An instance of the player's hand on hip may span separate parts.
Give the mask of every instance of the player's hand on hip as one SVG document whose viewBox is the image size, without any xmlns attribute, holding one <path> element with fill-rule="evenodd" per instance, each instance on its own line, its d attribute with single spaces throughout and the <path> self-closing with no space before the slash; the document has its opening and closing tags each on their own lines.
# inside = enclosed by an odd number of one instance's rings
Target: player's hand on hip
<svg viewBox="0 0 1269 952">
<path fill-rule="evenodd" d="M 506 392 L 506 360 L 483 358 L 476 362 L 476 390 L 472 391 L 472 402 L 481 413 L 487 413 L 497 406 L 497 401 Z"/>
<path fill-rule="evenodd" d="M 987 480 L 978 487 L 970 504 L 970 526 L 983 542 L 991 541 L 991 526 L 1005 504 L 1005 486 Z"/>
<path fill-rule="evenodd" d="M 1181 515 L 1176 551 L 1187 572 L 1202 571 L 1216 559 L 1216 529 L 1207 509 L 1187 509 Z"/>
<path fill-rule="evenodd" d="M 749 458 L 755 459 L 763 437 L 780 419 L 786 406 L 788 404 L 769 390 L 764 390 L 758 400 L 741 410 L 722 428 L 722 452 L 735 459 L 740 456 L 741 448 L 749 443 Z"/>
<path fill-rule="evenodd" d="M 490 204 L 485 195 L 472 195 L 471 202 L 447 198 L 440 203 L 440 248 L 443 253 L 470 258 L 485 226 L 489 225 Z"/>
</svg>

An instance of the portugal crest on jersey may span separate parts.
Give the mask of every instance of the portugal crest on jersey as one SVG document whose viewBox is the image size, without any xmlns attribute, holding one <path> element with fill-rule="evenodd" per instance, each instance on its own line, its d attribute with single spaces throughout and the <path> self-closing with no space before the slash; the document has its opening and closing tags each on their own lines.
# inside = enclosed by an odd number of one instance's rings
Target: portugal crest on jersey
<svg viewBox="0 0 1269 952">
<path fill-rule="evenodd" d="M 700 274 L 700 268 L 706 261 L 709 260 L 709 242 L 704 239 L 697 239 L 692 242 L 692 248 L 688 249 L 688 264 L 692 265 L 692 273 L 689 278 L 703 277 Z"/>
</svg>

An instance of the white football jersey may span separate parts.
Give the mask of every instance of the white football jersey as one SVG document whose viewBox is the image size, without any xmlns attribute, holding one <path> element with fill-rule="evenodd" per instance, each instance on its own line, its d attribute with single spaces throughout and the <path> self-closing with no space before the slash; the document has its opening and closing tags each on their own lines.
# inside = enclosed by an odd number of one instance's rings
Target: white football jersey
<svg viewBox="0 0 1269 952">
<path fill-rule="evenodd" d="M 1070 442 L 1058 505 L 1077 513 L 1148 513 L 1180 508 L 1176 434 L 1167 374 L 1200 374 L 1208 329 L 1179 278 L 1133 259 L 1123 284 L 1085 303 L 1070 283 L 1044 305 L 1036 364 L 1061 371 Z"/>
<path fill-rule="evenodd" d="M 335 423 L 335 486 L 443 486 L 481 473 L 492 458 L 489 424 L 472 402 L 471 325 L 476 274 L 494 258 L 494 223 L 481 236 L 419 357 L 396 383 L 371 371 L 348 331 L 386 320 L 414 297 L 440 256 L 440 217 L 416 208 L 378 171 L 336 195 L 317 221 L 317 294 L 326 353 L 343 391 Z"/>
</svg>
========
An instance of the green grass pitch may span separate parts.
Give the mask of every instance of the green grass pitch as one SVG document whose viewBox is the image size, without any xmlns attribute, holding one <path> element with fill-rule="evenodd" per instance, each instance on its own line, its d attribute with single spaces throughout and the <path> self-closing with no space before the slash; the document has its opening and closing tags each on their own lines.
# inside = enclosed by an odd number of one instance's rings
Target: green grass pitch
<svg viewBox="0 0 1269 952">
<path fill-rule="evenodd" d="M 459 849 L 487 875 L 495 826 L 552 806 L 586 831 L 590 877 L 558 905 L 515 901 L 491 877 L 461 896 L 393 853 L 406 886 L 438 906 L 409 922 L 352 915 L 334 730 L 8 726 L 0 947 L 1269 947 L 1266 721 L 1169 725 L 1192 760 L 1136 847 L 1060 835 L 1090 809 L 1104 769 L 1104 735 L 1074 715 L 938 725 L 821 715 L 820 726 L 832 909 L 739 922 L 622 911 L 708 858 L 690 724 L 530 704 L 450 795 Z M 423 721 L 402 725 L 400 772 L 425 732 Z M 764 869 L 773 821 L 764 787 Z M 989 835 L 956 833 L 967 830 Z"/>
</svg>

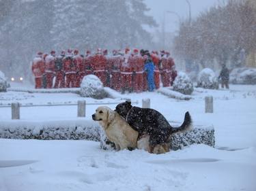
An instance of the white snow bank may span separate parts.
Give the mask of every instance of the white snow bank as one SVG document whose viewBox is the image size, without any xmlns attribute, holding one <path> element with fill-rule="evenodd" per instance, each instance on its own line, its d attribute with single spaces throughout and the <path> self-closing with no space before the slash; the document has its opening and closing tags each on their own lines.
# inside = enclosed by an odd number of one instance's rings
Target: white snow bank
========
Recast as a numbered list, omitting blank lines, the data lines between the line containing "An instance of the player's" and the line containing "Target: player's hand on hip", inclusive.

#### The output:
1. An instance of the player's hand on hip may span separate parts.
2. Give the mask of every instance of the player's hand on hip as one SVG document whose viewBox is the image size, without any xmlns attribute, holding one <path> element with fill-rule="evenodd" per instance, each instance on its own line, its d attribute with single spaces throughout and the <path> self-closing with no space before the slash; the document has its opening and closing tags each on their own lines.
3. # inside = enclosed by an odd number of one instance's rings
4. Target: player's hand on hip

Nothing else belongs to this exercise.